- _Task to complete_: Reproduce the records below exactly, but leave their pictures out of the copy.

- _Provided records_:
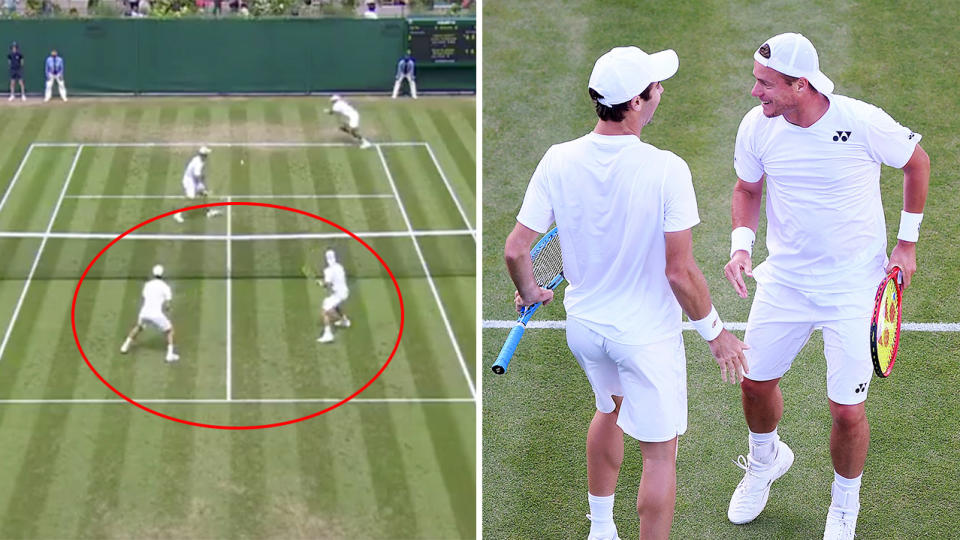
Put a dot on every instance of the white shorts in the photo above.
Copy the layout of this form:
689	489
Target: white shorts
157	320
651	378
332	301
191	189
352	120
782	320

- _Task output_:
Put a dot on every instance of the white shorts in the photo above.
Copy the layout of this form:
689	489
Target: white shorts
157	320
651	378
332	301
191	189
352	120
782	320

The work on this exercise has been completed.